> [What you should do]
Restate all of the data below word for word.

[[ Data open ]]

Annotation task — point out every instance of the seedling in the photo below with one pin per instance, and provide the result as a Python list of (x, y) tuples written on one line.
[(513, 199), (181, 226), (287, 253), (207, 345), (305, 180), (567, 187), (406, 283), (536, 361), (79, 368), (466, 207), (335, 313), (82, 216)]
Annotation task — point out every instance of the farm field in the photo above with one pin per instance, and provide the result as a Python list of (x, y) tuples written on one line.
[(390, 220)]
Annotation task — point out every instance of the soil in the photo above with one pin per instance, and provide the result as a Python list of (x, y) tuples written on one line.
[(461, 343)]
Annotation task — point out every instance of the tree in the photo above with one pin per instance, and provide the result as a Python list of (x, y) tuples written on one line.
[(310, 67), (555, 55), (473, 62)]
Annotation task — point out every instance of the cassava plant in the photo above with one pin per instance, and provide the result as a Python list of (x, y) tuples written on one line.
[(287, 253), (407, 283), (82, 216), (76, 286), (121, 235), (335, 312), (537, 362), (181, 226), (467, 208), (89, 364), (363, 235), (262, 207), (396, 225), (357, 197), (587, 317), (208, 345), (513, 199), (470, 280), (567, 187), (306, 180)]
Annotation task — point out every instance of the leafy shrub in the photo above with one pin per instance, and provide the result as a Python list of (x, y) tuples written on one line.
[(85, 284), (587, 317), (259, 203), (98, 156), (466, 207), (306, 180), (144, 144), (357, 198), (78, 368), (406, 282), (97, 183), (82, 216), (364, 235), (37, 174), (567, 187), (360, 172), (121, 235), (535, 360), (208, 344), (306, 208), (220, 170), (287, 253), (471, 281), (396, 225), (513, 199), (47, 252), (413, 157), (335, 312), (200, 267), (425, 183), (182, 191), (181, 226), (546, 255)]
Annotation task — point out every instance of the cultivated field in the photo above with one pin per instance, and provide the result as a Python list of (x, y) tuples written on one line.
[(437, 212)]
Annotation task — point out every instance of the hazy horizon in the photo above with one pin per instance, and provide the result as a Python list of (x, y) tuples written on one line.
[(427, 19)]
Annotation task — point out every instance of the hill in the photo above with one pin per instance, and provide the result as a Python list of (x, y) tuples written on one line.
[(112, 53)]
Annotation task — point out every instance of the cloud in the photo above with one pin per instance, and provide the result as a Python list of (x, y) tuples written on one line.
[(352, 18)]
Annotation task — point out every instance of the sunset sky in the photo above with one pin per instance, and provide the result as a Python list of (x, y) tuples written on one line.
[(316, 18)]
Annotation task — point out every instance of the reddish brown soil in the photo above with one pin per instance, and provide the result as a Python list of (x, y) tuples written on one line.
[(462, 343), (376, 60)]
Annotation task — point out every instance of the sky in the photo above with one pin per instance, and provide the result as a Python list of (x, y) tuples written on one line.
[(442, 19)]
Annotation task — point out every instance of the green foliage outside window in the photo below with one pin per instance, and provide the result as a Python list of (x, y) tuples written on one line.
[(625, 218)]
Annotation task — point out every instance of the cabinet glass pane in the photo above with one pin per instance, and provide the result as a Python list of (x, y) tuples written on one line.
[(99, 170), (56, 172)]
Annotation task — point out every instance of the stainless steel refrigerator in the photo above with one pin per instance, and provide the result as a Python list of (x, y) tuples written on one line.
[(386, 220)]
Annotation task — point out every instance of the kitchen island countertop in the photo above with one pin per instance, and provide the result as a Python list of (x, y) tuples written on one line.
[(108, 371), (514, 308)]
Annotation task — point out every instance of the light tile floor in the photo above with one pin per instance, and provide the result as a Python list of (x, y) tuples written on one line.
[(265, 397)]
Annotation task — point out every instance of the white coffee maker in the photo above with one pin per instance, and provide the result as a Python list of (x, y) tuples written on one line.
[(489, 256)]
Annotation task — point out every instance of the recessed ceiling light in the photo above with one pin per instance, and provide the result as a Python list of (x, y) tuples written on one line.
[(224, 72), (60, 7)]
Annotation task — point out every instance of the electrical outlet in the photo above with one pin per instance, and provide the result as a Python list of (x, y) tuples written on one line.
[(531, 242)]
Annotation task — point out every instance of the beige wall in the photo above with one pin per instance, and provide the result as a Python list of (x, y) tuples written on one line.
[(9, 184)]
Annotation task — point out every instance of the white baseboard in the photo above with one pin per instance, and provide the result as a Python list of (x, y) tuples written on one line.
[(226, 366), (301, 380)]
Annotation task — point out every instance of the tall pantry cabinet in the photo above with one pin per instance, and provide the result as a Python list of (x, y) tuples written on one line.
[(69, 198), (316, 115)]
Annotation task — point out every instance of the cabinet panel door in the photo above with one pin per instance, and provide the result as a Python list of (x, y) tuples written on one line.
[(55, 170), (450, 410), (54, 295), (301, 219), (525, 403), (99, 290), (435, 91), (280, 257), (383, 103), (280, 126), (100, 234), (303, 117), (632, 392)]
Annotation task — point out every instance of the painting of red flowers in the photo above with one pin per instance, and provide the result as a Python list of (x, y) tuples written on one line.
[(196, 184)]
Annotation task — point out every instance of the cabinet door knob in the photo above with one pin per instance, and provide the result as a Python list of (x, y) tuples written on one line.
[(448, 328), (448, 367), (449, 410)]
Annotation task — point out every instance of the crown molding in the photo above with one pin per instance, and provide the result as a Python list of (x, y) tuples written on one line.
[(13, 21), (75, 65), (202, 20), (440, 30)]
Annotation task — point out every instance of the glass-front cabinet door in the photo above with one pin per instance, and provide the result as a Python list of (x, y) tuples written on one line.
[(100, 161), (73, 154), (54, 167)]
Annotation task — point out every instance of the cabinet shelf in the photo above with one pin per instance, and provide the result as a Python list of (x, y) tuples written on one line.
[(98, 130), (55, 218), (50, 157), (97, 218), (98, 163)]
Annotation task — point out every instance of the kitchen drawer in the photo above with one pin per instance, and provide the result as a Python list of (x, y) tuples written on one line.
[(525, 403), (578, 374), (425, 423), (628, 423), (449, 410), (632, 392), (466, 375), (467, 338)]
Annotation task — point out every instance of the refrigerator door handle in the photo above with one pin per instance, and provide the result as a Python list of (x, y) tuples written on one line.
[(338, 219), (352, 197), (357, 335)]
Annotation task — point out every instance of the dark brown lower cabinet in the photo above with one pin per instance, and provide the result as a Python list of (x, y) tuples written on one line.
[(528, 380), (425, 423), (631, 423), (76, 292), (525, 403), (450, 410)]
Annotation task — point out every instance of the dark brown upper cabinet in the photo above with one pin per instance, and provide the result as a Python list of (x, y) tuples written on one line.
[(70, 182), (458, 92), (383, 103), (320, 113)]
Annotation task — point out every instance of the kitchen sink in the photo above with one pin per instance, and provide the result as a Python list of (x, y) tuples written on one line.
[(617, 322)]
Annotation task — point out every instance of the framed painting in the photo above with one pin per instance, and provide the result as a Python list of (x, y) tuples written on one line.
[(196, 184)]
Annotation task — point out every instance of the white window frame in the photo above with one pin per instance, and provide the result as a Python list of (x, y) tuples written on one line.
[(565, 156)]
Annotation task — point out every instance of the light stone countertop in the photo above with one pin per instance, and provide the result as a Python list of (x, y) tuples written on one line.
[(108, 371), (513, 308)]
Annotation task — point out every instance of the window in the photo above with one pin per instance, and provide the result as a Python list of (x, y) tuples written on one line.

[[ Data closed ]]

> [Result]
Annotation task — point out every instance of the seedling in the photo below with one pin per instance, and provide the result as a Python list of (x, y) tuples written on one line.
[(513, 199), (181, 226), (287, 253), (207, 345), (305, 180), (567, 187), (406, 283), (536, 361), (79, 368), (466, 207), (335, 313), (82, 216)]
Annotation task — point out every instance of the farm field in the photo above with one pin per instance, and provide the result as a Python list of (x, y) tuples written on one line.
[(390, 220)]
Annotation task — point out every instance of the soil in the photo above with one pin per instance, and provide the result as a Python list of (x, y) tuples written on one line.
[(461, 343)]
Annotation task — point out every instance of the tree in the photo above with one pin per instance, and provide the result as a Python list of (x, y) tuples written on one line.
[(310, 67), (555, 55), (473, 62)]
Annotation task — point out every instance of the cassava plant in the photo above with one pin per instance, and provide the result as a Python list of (x, y) tuples written on one line.
[(287, 253), (407, 283), (82, 216), (76, 286), (121, 235), (335, 312), (537, 362), (181, 226), (467, 208), (89, 364), (363, 235), (262, 207), (396, 225), (357, 197), (587, 317), (208, 345), (513, 199), (470, 280), (567, 187), (306, 180)]
Annotation task — point out every instance of the leafy shrub in the photo above with one pin per instance, and provide the result as a Python list of (x, y) tuples written on one line.
[(85, 284), (587, 317), (259, 203), (98, 156), (466, 207), (306, 180), (144, 144), (357, 198), (78, 368), (406, 282), (97, 183), (82, 216), (364, 235), (37, 174), (567, 187), (360, 172), (121, 235), (535, 360), (208, 344), (306, 208), (220, 170), (287, 253), (471, 281), (396, 225), (513, 199), (47, 252), (413, 157), (335, 312), (200, 267), (425, 183), (182, 191), (181, 226), (546, 255)]
Annotation task — point out every instance of the cultivated field in the photo above with one pin per instance, and provide the result as a Python list of (x, y) tuples written on one line.
[(437, 212)]
Annotation task — point out every instance of the hazy horizon in the photo above with one pin per instance, and provide the result as a Python list of (x, y) tuples written on one line.
[(427, 19)]
Annotation task — point out every instance of the hill in the photo above with one pin per instance, and provide the result as a Python list of (x, y) tuples written on one line.
[(112, 53)]
Annotation task — point out every instance of the cloud in the photo above with one pin per instance, and provide the result as a Python list of (x, y) tuples written on one line.
[(352, 18)]
Annotation task — point out every instance of the sunset sky in the photo above with one pin per instance, and provide the result as a Python list of (x, y) tuples written on one line.
[(316, 18)]
Annotation task — point out every instance of the reddish brown soil in the photo above with one pin per instance, and provide the result as a Python list of (x, y) tuples written on one line.
[(462, 343), (376, 60)]
Annotation task — point out every instance of the sky in the photo above with one pin per instance, and provide the result as a Python list of (x, y) tuples written on one line.
[(442, 19)]
Annotation task — point out every instance of the green foliage outside window in the photo below with one pin per instance, and provide the result as a Python list of (x, y) tuples written on one line.
[(625, 218)]
Annotation task — point out every instance of the cabinet glass pane in the photo above with one pin per instance, and provide the result as a Python list of (x, y) tuples written on one line.
[(99, 170), (56, 172)]
Annotation task — point out every instance of the stainless steel refrigerator in the photo above with one pin per instance, and provide the result as a Python list of (x, y) tuples written on one line.
[(386, 220)]
Annotation task — point out every instance of the kitchen island countertop in the photo above with one pin per instance, and provide the result as a Python list of (x, y) tuples written on one line.
[(108, 371), (514, 308)]
Annotation task — point out every instance of the light tile floor in the photo above with one pin per instance, and provide the result as a Python list of (x, y) tuples written on one line.
[(265, 397)]
Annotation task — point out every instance of the white coffee maker in the photo above with one pin per instance, and provide the result as a Python list of (x, y) tuples written on one line.
[(489, 256)]
Annotation task — point out every instance of the recessed ceiling light in the photo above with one pin per instance, and provide the result as a Python list of (x, y) tuples written on one line.
[(224, 72), (60, 7)]
Annotation task — point out every instance of the electrical outlet in the photo above with one pin per instance, and provide the result as a Python list of (x, y) tuples written on one line.
[(531, 242)]
Annotation task — point out every instance of the beige wall in the photo above with one pin per instance, and provide the result as a Python list of (x, y) tuples written on one line.
[(9, 184)]
Annotation task — point out every instance of the white baseboard in the photo above with one pin per instance, and provide the result as a Python list of (x, y) tuples written on one line.
[(226, 366), (301, 380)]
Annotation task — point out every instance of the tall pantry cabinet in the photo above with one pin per instance, and provide the result as a Python list of (x, y) tuples written on one line.
[(69, 198), (316, 115)]
Annotation task — point out every instance of the cabinet panel door in the photo above with one pin per instance, and provide the result as a Python list of (x, y) tuples written on one line.
[(55, 170), (450, 410), (54, 295), (301, 219), (525, 403), (99, 290), (435, 91), (280, 257), (383, 103), (280, 126), (100, 234), (303, 117), (632, 392)]
Annotation task — point out every instance of the painting of red flowers in the photo above with one pin per instance, and provide the result as a Python list of (x, y) tuples written on one line.
[(196, 184)]
Annotation task — point out every instance of the cabinet door knob in the photo above with one pin per instance, and provide the result as a Python list of (x, y) tuples written on one line.
[(448, 328), (448, 367), (449, 410)]
Annotation task — point out every instance of the crown molding in the photo above with one pin per instance, and provide the result as a Python list of (x, y) tuples written on one line.
[(13, 21), (75, 65), (202, 20), (440, 30)]
Annotation task — point out every instance of the glass-front cabinet door in the photo above with one pin per instance, and provide the result as a Python list of (x, y) tuples written on one line.
[(100, 161), (73, 154), (54, 167)]
Annotation task — point out every instance of the cabinet shelf in the photo above with one pin per instance, and provide the result as a Python list of (x, y) tuples written on one line.
[(98, 130), (55, 218), (50, 157), (97, 218), (98, 163)]
Annotation task — point out every instance of the kitchen drawer in the photo above with one pin per instance, and provide the result as a Python list of (x, y) tuples written on one line.
[(525, 403), (578, 374), (425, 423), (628, 423), (449, 410), (632, 392), (466, 375), (467, 338)]
Annotation task — point out every instance of the refrigerator door handle in the photo above with one pin per instance, and provide the result as a Python list of (x, y) tuples written on one line.
[(338, 219), (352, 197), (357, 335)]
Annotation task — point out every instance of the dark brown lower cabinet in the photo above with one pin per instance, and provide the result as a Python list of (x, y) tuples written on one line.
[(528, 380), (425, 423), (631, 423), (76, 292), (525, 403), (450, 410)]
Annotation task — point out every instance of the dark brown upper cabinet in the photo above with one pin per instance, and provide the result as a Python list of (x, y) tuples written on one line.
[(70, 182), (458, 92), (383, 103), (320, 113)]
Annotation task — point out every instance of the kitchen sink in the photo above with one pin per instance, and provide the result as a Python list of (x, y) tuples written on one line.
[(617, 322)]
Annotation task — point out every instance of the framed painting in the photo above with one pin per instance, and provide the result as a Python list of (x, y) tuples written on one line.
[(196, 184)]
Annotation task — point out every instance of the white window frame in the photo above with one pin per instance, and provide the result as a Python list of (x, y) tuples written on one line.
[(565, 156)]
Annotation task — point out every instance of the light stone countertop in the photo above with one pin per instance, and provide the result as a Python list of (x, y) tuples written on one line.
[(108, 371), (513, 308)]
Annotation task — point out every instance of the window in the photo above with one pin per instance, and provide the result as a Python list of (x, y) tuples written on one line.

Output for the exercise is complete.